▸ **Data supplied**:

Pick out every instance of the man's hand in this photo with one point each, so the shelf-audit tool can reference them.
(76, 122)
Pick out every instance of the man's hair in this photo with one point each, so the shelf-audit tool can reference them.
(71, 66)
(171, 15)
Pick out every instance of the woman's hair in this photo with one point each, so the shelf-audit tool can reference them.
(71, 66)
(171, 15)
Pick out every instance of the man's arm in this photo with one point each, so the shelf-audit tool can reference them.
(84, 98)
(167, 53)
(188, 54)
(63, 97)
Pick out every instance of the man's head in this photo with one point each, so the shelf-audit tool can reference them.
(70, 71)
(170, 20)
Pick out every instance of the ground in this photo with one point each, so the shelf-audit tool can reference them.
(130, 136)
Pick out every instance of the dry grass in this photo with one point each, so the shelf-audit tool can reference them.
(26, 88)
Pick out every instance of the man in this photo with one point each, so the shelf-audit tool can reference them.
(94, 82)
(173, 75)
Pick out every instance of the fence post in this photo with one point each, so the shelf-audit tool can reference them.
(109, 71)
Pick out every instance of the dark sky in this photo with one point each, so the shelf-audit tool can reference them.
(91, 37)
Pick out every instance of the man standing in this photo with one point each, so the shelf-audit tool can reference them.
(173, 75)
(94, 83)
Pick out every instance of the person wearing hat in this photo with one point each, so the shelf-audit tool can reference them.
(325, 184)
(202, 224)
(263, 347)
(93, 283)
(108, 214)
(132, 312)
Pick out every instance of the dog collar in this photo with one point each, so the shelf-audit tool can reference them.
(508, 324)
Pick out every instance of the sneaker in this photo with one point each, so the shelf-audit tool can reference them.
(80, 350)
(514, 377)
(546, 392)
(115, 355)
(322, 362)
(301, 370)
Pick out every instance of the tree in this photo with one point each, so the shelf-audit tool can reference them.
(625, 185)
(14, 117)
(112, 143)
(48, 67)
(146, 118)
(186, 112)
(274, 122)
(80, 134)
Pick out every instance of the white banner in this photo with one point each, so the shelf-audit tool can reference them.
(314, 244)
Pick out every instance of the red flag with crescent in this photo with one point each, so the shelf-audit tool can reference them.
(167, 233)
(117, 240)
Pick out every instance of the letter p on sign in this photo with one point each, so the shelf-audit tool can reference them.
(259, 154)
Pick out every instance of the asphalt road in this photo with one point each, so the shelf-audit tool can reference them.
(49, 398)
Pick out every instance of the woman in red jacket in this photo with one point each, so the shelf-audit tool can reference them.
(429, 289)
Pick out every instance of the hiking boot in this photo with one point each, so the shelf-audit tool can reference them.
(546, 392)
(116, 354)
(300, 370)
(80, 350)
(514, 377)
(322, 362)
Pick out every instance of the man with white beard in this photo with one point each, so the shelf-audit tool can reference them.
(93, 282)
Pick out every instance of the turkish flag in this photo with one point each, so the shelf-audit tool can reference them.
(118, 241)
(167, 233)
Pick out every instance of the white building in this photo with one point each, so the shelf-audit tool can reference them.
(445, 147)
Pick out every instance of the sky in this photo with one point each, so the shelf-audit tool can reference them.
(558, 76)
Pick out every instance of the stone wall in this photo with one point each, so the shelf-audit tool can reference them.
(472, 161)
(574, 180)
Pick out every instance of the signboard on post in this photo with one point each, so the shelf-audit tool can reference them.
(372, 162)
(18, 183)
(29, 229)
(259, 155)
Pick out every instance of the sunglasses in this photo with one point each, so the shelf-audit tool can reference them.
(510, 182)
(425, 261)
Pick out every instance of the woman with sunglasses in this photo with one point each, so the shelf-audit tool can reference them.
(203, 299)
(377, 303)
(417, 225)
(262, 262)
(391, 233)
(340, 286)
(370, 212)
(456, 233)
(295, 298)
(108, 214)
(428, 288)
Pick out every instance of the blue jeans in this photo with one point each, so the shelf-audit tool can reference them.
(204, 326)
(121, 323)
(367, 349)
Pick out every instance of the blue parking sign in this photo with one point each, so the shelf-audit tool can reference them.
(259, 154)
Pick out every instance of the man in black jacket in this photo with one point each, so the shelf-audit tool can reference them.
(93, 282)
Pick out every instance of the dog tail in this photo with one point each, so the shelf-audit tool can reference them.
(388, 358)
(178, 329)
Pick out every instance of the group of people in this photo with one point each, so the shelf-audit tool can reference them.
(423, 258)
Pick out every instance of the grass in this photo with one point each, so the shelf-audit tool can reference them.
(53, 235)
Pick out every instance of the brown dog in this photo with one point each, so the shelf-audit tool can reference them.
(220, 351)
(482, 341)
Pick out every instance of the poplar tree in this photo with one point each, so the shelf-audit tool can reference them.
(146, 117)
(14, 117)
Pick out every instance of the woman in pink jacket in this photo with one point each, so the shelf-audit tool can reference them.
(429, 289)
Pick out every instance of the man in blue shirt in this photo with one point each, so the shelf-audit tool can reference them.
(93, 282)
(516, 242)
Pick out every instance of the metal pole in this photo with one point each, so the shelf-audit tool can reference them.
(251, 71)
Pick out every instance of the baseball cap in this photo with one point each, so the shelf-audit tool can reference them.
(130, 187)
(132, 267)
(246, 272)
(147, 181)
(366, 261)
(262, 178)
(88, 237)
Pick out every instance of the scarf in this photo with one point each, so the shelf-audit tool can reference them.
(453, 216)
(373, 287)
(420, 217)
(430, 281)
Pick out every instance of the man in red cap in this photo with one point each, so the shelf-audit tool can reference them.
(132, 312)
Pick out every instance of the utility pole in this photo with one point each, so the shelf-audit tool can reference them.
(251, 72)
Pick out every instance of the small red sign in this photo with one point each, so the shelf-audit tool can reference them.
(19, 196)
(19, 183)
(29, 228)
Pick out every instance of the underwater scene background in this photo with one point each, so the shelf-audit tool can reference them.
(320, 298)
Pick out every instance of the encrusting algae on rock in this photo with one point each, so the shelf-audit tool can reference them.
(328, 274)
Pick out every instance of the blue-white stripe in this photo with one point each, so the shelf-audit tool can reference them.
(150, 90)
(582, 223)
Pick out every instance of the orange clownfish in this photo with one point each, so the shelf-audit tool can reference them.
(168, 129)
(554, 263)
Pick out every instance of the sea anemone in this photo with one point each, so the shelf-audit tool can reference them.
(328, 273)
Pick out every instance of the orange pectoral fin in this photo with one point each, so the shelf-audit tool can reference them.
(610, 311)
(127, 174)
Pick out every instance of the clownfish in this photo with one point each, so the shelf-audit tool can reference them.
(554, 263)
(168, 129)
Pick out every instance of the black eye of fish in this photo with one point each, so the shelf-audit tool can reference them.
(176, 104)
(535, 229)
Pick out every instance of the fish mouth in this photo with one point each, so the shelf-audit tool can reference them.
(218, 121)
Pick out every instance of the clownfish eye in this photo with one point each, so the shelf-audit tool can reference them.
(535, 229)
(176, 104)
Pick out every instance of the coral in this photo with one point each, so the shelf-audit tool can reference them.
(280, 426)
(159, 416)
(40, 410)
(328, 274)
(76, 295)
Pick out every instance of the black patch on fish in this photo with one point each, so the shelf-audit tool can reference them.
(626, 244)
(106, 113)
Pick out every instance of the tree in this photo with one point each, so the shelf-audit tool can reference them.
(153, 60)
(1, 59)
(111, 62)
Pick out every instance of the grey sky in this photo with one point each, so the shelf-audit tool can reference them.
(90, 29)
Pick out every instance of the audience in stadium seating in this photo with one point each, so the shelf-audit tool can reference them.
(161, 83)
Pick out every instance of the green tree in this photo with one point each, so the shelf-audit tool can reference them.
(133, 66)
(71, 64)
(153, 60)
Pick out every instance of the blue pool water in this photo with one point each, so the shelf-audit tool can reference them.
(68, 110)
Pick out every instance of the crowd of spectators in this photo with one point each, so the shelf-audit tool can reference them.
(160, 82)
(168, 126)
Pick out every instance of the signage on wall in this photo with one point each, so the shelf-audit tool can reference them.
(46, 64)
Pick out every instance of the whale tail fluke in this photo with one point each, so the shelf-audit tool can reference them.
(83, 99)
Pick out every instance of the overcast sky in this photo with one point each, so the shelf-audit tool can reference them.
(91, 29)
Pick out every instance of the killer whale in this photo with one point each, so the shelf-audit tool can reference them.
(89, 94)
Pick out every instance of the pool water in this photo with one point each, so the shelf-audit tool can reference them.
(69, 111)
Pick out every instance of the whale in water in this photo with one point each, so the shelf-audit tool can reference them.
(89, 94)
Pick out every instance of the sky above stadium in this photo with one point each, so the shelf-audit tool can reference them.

▸ **Exercise brief**:
At the line containing "Pick out every instance of the black patch", start transcribing exactly, and continue through the last line of the listing. Stop there and add nothing.

▸ **Answer box**:
Pick out every instance of the black patch on fish in this photo with one point each, so the shelf-audit tool can reference them.
(626, 244)
(106, 113)
Pick out every instance of the tree in this photo with one point each, so the shelf-audit tool can reference them.
(153, 60)
(1, 59)
(111, 62)
Pick out every instance of the grey sky in this photo with one point each, so the shelf-audit tool can reference them.
(90, 29)
Pick out every instance of the audience in stadium seating in this photo with one point each, so the shelf-audit tool can reference them.
(161, 83)
Pick out every instance of the green tree in this photo with one point each, so the shelf-audit tool can reference them.
(133, 66)
(71, 64)
(153, 60)
Pick out every instance of the blue pool water in this photo with one point each, so the shelf-audit tool can reference them.
(68, 110)
Pick out every instance of the crowd of spectators in this photo with one point each, so the shelf-audit tool can reference them.
(160, 82)
(168, 126)
Pick out every instance of the signage on wall in this photo with one point each, so the shelf-audit tool can reference them.
(46, 64)
Pick out every instance of the whale tail fluke in this photo with one point each, so the shelf-audit tool can reference them.
(83, 99)
Pick out every instance of the overcast sky in this photo with one point each, so the shelf-audit tool can reference them.
(91, 29)
Pick out every instance of the killer whale in this photo with one point each, so the shelf-audit tool can reference them.
(89, 94)
Pick out every instance of the pool water in this photo with one point each, so the shelf-audit tool can reference them.
(69, 111)
Pick out every instance of the whale in water in this photo with one point each, so the shelf-audit tool can reference them.
(89, 94)
Pick out every instance of the sky above stadium in this photo with one point each, so the shelf-audit tool can reference them.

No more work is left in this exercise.